* [Fragmento de página]:
——
Muchos le regañaban para que se callara. Pero él gritaba más:

- Hijo de David, ten compasión de mí.

Jesús se detuvo y dijo:

- Llamadlo.

Llamaron al ciego diciéndole:

- Ánimo, levántate, que te llama.

Soltó el manto, dio un salto y se acercó a Jesús.

Jesús le dijo:

- ¿Qué quieres que haga por ti?

El ciego le contestó:

- Maestro, que pueda ver.

Jesús le dijo:

- Anda, tu fe te ha curado.

Y al momento recobró la vista y lo seguía por el camino.

Comentario: 

¿Qué arde en mí corazón? ¿Cómo es mi relación con el Señor?
——
* [Tarea asignada]: Vuelve a escribir el pasaje del ciego desde "Muchos le regañaban" hasta "acercó a Jesús.", ambos incluidos, reemplazando "ciego" por "mendigo".

(Algunos datos)
——
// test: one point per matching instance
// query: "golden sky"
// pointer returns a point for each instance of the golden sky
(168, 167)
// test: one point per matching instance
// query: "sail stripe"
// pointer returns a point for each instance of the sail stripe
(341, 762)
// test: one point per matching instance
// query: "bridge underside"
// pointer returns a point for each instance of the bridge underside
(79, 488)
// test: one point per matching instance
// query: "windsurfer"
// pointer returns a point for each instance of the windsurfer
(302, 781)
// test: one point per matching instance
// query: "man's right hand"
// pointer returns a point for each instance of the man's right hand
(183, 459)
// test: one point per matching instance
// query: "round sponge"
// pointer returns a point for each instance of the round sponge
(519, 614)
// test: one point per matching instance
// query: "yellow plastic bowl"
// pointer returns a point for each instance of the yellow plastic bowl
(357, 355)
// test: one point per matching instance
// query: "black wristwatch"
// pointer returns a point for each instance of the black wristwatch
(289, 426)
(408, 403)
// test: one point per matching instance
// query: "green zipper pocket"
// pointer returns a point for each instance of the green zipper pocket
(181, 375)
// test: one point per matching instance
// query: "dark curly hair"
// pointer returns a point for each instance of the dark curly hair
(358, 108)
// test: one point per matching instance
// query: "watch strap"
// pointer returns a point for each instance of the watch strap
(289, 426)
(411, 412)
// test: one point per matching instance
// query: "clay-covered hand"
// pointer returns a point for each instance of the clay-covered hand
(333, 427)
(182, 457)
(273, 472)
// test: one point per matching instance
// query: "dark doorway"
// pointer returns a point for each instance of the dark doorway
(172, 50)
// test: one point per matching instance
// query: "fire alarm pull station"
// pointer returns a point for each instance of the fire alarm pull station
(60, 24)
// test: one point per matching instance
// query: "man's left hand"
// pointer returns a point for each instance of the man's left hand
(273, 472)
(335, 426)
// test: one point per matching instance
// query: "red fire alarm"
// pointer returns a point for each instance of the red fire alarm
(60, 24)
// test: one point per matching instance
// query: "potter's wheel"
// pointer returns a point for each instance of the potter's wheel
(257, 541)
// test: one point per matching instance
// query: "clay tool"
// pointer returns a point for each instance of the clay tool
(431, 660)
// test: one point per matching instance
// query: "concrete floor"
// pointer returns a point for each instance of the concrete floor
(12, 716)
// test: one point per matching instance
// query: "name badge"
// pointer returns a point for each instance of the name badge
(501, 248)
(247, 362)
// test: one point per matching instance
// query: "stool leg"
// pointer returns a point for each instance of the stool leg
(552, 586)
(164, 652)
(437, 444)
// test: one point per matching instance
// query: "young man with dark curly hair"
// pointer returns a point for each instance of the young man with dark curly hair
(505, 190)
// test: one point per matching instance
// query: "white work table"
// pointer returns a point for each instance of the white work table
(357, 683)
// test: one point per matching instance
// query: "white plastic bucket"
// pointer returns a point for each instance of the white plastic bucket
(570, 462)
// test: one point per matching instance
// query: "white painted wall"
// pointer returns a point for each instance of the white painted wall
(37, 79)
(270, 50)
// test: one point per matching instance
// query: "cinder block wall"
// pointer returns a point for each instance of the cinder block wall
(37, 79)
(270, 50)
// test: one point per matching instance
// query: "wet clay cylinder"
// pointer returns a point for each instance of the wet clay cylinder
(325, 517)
——
* [Resultado]:
Muchos le regañaban para que se callara. Pero él gritaba más:

- Hijo de David, ten compasión de mí.

Jesús se detuvo y dijo:

- Llamadlo.

Llamaron al mendigo diciéndole:

- Ánimo, levántate, que te llama.

Soltó el manto, dio un salto y se acercó a Jesús.